Answer these questions using the blog post below about anonymous mailings in the Boston City Council race:
(a) On what date did the writer receive the first phone call about the mailings?
(b) What return address appeared on the mailing?
(c) What non-business is located at that return address?

:: Text block ::

Saturday, November 03, 2007

City Council Candidate Connolly Sent Anonymous Mailings Attacking Councilor Murphy

People all over town have begun receiving two different, but related, anonymous mailings about the Boston City Councilor-At-Large race which expresses negative comments about Councilor Stephen Murphy, who is running for re-election. The nature of the negative comments are given in a humorous way using a shopping cart and a deliveryman.

I received my first phone call about it on Thursday, November 1st. The first blogged report of one of these mailings was later that day from Adam Rosi-Kessel (via UniversalHub):
Today’s mailing attacked Stephen Murphy for repeatedly trying (and failing) to win some other office or get some other job than City Councilor. The return address was 31 Milk Street, which is the address of many different businesses.
One non-business at 31 Milk Street is a U.S. Post Office.

:::
:: Excerpted records ::

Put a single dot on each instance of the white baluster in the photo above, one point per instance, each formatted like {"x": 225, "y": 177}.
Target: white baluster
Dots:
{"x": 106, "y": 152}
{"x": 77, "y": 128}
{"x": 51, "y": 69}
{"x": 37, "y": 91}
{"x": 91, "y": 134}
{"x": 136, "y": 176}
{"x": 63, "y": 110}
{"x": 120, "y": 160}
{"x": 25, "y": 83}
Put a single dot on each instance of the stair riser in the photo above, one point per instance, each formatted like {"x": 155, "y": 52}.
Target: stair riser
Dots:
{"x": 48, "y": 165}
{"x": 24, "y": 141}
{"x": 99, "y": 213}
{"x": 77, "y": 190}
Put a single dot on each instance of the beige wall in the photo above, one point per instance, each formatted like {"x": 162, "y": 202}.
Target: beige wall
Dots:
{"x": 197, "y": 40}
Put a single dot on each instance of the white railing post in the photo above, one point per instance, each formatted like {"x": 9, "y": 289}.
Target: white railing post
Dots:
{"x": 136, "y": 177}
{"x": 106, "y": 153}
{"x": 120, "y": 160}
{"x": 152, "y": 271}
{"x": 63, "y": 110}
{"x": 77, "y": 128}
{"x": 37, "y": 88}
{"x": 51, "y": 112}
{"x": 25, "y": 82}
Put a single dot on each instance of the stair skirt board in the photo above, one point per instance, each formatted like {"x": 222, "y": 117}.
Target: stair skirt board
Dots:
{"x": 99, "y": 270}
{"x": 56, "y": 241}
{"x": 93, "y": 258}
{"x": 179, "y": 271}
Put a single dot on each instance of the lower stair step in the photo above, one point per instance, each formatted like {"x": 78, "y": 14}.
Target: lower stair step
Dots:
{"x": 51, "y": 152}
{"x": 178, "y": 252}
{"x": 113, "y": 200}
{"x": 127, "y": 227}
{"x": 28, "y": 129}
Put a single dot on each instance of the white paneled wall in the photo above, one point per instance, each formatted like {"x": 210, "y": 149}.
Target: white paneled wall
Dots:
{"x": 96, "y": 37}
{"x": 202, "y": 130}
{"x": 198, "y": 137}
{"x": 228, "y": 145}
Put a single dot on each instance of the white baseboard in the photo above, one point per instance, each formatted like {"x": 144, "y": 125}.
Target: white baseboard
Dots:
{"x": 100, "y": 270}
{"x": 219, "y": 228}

:::
:: Excerpted records ::

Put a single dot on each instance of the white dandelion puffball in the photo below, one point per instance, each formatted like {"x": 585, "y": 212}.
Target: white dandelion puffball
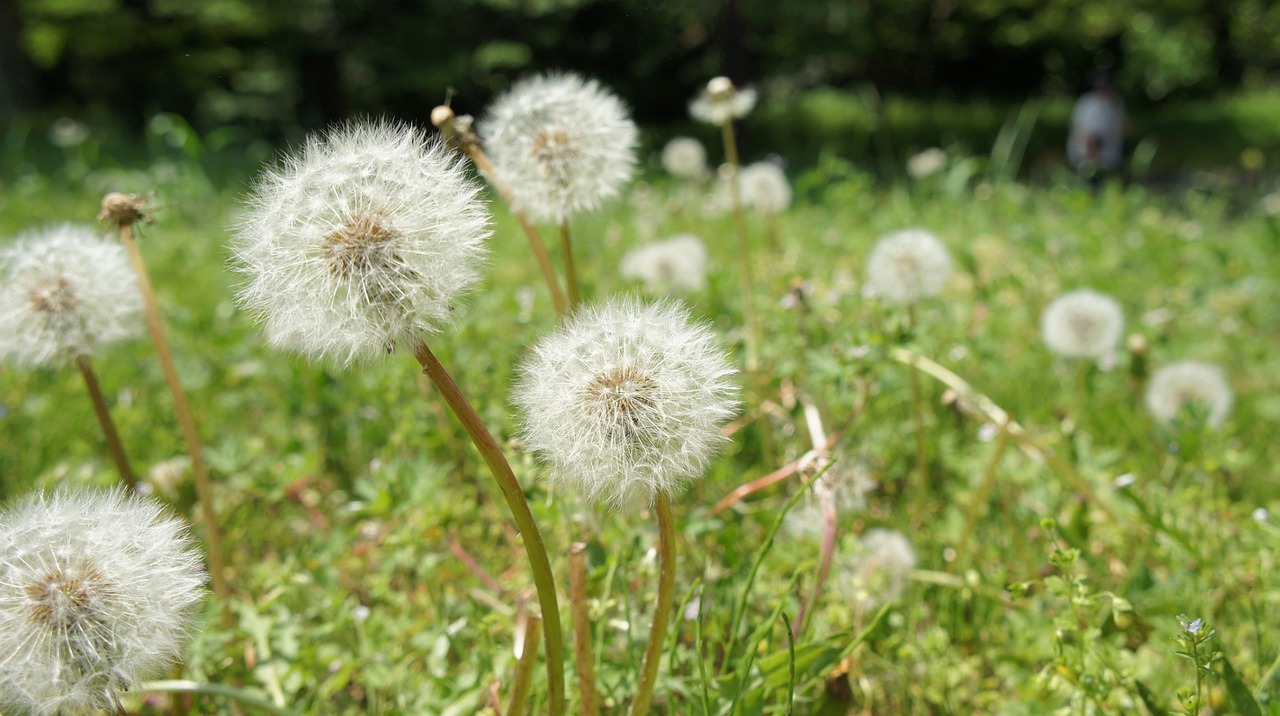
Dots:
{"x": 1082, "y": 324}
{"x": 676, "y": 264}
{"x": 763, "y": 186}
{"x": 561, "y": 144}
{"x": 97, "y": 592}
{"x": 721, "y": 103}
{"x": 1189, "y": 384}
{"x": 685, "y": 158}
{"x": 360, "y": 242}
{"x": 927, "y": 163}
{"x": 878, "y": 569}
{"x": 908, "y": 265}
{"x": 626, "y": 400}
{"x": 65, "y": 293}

:::

• **Result of the task**:
(a) Thursday, November 1st
(b) 31 Milk Street
(c) A U.S. Post Office